==== WORKING DATA ====
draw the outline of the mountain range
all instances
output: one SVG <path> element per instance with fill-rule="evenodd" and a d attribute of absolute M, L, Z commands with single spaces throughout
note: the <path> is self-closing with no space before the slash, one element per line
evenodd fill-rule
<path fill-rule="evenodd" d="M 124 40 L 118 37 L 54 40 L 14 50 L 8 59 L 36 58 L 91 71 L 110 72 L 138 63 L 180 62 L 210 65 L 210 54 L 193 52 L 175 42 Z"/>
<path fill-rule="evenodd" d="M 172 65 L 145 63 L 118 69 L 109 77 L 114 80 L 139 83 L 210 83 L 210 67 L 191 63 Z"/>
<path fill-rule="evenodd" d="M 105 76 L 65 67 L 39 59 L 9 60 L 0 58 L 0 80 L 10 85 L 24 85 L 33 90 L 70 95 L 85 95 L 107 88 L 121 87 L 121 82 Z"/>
====
==== WORKING DATA ====
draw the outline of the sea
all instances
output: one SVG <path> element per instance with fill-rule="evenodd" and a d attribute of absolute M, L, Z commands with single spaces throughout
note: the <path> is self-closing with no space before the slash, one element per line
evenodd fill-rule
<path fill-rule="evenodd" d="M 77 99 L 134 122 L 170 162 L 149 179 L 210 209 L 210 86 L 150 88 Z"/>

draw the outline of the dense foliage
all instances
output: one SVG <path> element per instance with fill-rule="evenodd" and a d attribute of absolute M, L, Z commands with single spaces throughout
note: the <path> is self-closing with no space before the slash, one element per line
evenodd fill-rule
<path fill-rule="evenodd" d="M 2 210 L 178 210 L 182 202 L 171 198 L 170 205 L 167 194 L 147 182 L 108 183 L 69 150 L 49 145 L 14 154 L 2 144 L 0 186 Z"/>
====
==== WORKING DATA ====
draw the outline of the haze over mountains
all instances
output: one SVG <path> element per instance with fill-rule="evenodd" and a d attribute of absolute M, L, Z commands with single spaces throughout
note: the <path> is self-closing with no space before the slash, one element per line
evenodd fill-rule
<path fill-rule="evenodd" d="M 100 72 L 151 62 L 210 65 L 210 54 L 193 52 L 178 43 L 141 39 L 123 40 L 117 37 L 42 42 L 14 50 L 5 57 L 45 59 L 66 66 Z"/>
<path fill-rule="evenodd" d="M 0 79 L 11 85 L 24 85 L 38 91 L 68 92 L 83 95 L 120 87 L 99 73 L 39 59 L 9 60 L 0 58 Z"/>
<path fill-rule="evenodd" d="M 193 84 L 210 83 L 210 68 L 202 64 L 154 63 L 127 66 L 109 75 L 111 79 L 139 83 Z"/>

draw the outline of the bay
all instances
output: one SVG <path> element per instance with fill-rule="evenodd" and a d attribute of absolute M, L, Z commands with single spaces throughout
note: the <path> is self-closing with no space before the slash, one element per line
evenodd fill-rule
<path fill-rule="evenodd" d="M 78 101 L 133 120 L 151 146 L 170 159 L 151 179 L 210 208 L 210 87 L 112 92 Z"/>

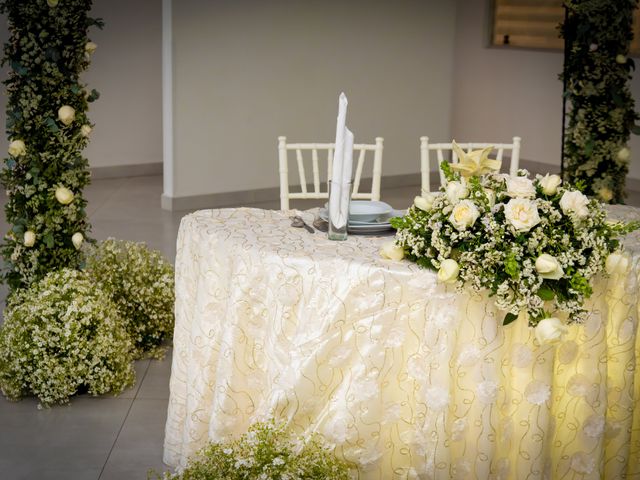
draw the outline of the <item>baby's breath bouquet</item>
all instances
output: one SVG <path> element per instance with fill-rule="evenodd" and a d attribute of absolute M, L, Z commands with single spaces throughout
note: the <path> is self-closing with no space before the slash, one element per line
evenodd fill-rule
====
_GIVEN REQUEST:_
Copy out, unchanged, the lines of the listing starting at the line that contains "draw the outline of the mountain range" and ending at the line that contains "105 76 L 65", including both of those lines.

_FINAL ANSWER:_
draw the outline of the mountain range
all instances
output: one SVG <path> element per instance with fill-rule="evenodd" and a d attribute of absolute M, L, Z commands with single spaces throughout
note: the <path> is self-closing with no space before the slash, one element per line
evenodd fill-rule
<path fill-rule="evenodd" d="M 124 40 L 118 37 L 54 40 L 14 50 L 8 59 L 36 58 L 91 71 L 110 72 L 138 63 L 180 62 L 210 65 L 210 54 L 193 52 L 175 42 Z"/>
<path fill-rule="evenodd" d="M 172 65 L 145 63 L 118 69 L 109 77 L 114 80 L 139 83 L 210 83 L 210 67 L 191 63 Z"/>
<path fill-rule="evenodd" d="M 105 76 L 65 67 L 39 59 L 9 60 L 0 58 L 0 80 L 10 85 L 24 85 L 33 90 L 70 95 L 85 95 L 107 88 L 121 87 L 121 82 Z"/>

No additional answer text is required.